## Exercise materials

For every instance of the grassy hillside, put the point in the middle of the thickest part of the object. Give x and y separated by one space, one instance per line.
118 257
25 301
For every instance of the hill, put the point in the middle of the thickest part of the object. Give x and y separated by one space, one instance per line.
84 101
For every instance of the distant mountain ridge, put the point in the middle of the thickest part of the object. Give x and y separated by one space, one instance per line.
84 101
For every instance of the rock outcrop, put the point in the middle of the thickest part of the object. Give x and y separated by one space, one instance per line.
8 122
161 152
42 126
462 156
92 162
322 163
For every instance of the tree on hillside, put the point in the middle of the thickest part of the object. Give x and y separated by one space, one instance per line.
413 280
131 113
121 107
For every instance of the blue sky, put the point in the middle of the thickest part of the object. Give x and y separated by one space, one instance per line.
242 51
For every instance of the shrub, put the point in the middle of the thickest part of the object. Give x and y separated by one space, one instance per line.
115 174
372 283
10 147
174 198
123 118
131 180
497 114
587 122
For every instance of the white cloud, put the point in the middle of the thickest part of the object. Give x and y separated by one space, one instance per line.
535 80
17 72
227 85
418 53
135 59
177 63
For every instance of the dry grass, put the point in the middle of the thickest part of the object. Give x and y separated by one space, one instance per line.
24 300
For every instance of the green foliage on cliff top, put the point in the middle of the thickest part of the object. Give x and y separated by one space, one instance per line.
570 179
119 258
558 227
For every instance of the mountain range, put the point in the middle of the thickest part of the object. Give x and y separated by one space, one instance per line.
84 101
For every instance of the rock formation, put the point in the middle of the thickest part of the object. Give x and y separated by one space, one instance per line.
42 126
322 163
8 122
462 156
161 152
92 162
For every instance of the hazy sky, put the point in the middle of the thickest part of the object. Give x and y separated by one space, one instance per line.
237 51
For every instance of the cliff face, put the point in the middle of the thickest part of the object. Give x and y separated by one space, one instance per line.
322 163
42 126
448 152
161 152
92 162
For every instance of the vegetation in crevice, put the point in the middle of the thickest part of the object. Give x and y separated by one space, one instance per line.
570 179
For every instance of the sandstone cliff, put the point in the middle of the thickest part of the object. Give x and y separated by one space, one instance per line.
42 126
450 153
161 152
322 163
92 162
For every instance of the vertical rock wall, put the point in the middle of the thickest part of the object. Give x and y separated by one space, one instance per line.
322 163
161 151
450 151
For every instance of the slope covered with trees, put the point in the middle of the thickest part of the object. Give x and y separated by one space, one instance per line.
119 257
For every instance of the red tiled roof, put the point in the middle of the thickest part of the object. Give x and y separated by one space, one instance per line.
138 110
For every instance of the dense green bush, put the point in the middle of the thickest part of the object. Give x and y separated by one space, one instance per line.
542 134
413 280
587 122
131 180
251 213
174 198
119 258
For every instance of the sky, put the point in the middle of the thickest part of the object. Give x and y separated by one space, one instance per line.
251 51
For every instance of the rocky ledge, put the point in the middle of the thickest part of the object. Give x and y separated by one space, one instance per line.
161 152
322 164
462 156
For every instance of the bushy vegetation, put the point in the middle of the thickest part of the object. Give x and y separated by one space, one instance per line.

## Action item
Print every line of the listing shown above, exactly.

## The answer
For every instance of the grassy hillside, put the point in the middle of the thickest part of the object. Give x and y separated by one space, one instance per line.
118 257
25 301
For every instance of the hill, put the point in the middle of the thickest part of the object. Give x and y separated by one space, one instance per line.
84 101
For every instance of the distant mountain ridge, put the point in the middle of the thickest part of the object. Give x and y separated by one space, one instance per line.
84 101
For every instance of the rock outcrop, put the point in the middle of the thickest part of the object. Give x and y separated by one space, one instance per line.
8 122
161 152
42 126
462 156
92 162
322 163
For every instance of the tree on hillside, put the point in the middle of the thickest part of the object. Give x and y separated by one space, one instance per line.
413 280
131 113
121 107
For every instance of the blue sky, put the point in the middle of the thickest part of the object. Give x and y separated by one space, one instance per line.
242 51
For every instance of the shrub, put the point in the middle of the thickest part of the object. Give x and y separated by one space, one instance per line.
115 174
372 283
10 147
174 198
123 118
131 180
497 114
587 122
For every instance of the white cloud, put the point in the middle of the thickest part of the object. Give x and y separated by one space, one instance per line.
535 80
17 72
227 85
418 53
135 59
177 63
For every instance of the dry grass, put the point in the middle of the thickest part of the object. Give x and y separated by one space, one instance per line.
24 300
For every instance of the green foliage on cliff top, put the point in the middle of the thickest part of the object. Give x and y separated by one space, one instance per line.
570 179
119 258
558 227
For every instance of the mountain range, put the point in the middle of the thickest part of the object. Give x and y separated by one space, one instance per line.
84 101
For every instance of the rock formation, put the point in the middle of the thickest part of the object. Give x and y separated by one space, one instance per line.
42 126
322 163
8 122
462 156
161 152
92 162
For every instance of the hazy sky, put the point in the middle of the thickest part of the object. Give x and y separated by one space, one instance per line.
237 51
For every instance of the cliff face, put the point in the middle of the thickest part of the object. Give x and y separated by one space, one instance per line.
322 163
42 126
448 152
161 152
92 162
For every instance of the vegetation in crevice, put the point in the middle of the thickest part of the object. Give x and y separated by one space, one instance per line.
570 179
For every instance of the sandstone cliff, put the point in the middle of the thickest part of the object. Give x and y separated by one space, one instance per line.
42 126
450 153
161 152
322 163
92 162
For every instance of the vertical rock wall, put the point in the middle of the thickest part of the object. Give x and y separated by one space, one instance per line.
322 163
161 151
450 151
For every instance of the slope covered with trees, put the point in the middle of the thickest part of the object. Give x and y separated by one space, one instance per line.
119 257
For every instance of the red tiled roof, put the point in the middle of the thickest part of the object. Give x and y separated by one space, one instance per line.
138 110
For every instance of the dense green bush, put the point in the middle of the thickest part of the object. Give x and y separated by one space, one instance per line.
542 134
413 280
587 122
131 180
251 213
174 198
119 258
For every instance of the sky, put the point in the middle of the thickest part of the object. Give x and y separated by one space, one instance per line.
251 51
For every instance of the rocky ledge, put the point in the middle of the thickest part of the object. Give x and y separated by one space, one instance per line.
161 152
322 164
462 156
For every instance of the bushy vegetation, put the point in the middle of the thickest part of the object. Give x and y separated by one space, one instance per line.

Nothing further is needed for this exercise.